**Document extract**
◆ ◆ ◆ ◆ ◆ ◆ ◆

I think we're conflating a few things.

  1. A sample sheet should list the meta data per-sample. For example, the sample name, identifier, sample barcode and so on. For demux tools, it specifies the minimal information needed to identify samples (with a barcode) and name the outputs (sample id)
  2. The read structure and set of FASTQs is per-sequencing run (or per lane for those that have lanes). I suppose one could prepare samples with different read structures and pool them for sequencing, but that's not supported by most demux'ing software, so let's ignore it. I think we do not want to call this a "sample sheet", since it's not about samples, it's about the demultiplexing setup.

I think the nf-core/demultiples documentation is extremely confusing, since this pipeline uses "sample sheet" twice, once for a file to specify each flowcell/experiment/lane, and then again for the actual sample sheet that is in the first CSV/TSV file.

@sam-white04 your option (2) above tries to have both sample information and run information one CSV/TSV. Trying to use (1) to store information about (2) is in my opinion confusing. (1) has N rows (one-per-sample), where as (2) could be a TSV/CSV with one row per sequencing-run (or lane, or set of FASTQs to demux). That's super confusing and error prone.

I think the top-level "sample sheet" (I'd rename "demux meta" or "demux setup" or something like that) that contains the per-run/flowcell can have two columns: a. column with space separated FASTQ paths b. column with spaces seperated read structures

I think therefore I am agreeing with @Emiller88's all-one-line option.

I'd be OK with a line per FASTQ, but the first column should not be sample but instead flowcell, and have the same value for each related FASTQ.

nh13 commented 1 year ago

Here's what I am thinking.

sample_sheet.csv (aka "the per-flowcell actual samplesheet", fqtk needs TSV, but that's easily converted from the CSV)

◆ ◆ ◆ ◆ ◆ ◆ ◆

**Exercise instructions**
Continue the forum thread on demultiplexing sample sheets from the point where it stops.

**Dataset excerpts**
◆ ◆ ◆ ◆ ◆ ◆ ◆

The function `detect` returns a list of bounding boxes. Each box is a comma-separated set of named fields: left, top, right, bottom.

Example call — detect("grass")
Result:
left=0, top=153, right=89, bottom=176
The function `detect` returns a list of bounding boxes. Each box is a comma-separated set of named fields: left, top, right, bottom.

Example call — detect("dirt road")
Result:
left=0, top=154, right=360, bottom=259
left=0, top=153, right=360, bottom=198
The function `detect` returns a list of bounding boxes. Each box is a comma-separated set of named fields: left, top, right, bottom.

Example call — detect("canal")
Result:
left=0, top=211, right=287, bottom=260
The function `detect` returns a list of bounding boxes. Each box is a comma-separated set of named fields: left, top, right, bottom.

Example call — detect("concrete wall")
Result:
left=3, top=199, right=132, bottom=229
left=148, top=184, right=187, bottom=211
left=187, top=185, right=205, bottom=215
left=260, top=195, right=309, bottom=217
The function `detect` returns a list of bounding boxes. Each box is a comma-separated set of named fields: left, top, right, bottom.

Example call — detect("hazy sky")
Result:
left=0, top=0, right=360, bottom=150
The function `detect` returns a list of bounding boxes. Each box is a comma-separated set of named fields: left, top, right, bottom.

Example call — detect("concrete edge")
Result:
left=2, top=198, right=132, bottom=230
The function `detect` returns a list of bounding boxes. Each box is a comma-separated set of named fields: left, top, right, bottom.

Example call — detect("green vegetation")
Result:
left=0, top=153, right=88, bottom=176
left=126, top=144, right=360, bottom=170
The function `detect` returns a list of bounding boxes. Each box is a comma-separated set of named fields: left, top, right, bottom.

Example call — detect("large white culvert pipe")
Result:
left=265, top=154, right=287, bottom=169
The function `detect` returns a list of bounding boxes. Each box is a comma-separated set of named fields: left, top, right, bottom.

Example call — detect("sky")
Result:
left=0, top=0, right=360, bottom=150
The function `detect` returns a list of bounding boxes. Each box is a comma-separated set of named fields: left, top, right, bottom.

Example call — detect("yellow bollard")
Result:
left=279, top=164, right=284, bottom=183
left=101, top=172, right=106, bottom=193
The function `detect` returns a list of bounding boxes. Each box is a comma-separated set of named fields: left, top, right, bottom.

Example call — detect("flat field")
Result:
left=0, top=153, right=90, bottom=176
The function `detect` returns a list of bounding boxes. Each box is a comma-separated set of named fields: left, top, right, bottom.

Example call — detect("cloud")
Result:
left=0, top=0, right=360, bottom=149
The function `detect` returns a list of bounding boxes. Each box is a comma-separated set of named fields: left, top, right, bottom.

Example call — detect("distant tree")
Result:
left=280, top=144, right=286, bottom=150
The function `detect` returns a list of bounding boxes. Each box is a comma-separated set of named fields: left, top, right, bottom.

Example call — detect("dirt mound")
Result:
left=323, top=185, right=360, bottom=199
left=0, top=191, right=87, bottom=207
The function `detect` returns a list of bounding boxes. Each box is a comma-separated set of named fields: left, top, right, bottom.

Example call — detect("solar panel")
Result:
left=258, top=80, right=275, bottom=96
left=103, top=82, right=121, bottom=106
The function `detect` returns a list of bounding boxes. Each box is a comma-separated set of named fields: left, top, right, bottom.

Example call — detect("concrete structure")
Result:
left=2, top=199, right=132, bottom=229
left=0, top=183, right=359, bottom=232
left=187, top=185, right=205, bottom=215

◆ ◆ ◆ ◆ ◆ ◆ ◆

**Expected answer**
sample_id,barcode
s1,AAGCCCAATAAACCAC
s2,TCTGACTGGCCGAATA
s3,GGGATATAGGCAACGA
s4,CATGTGCGGCGACCCT
s5,TGCGACAGTGACGCTT
s6,TCGCCGTTGCCTAAAC
s7,CTATTTGAAGGAGTCT
s8,AGCAGCCGCAGTAAGG
s9,CACAATACCTCGTCCG
s10,TGTTACCAGACCAAAC
s11,AAGACGTCCTCTTCAA

per_flowcell_manifest.csv (new metadata file)

fastq,read_structure
out_L001_I1_001.fastq.gz,8B
out_L001_I2_001.fastq.gz,8B
out_L001_R1_001.fastq.gz,150T
out_L001_R2_001.fastq.gz,150T

demultiplex_manifest.csv (aka "the full samplesheet", passed into the pipeline)

flowcell,samplesheet,manifest,run_dir,lane
fc1,/path/to/fc1.sample_sample_sheet.csv,/path/to/fc1.per_flowcell_manifest.csv,/path/to/fc1_dir.tar.gz,
fc2,/path/to/fc1.sample_sample_sheet.csv,/path/to/fc2.per_flowcell_manifest.csv,/path/to/fc2_dir.tar.gz,
fc3,/path/to/fc1.sample_sample_sheet.csv,/path/to/fc3.per_flowcell_manifest.csv,/path/to/fc3_dir.tar.gz,
fc4,/path/to/fc1.sample_sample_sheet.csv,/path/to/fc4.per_flowcell_manifest.csv,/path/to/fc4_dir.tar.gz,

The per_flowcell_manifest.csv would specify the name of each FASTQ that is untared, per-flowcell. I suppose we could also provide a regex there too (e.g. .*_L001_I1.*.fastq.gz instead of out_L001_I1_001.fastq.gz).

edmundmiller commented 1 year ago

Made #98 as a follow up

apeltzer commented 3 weeks ago

I think this was addressed quite a while ago and thus could be closed :)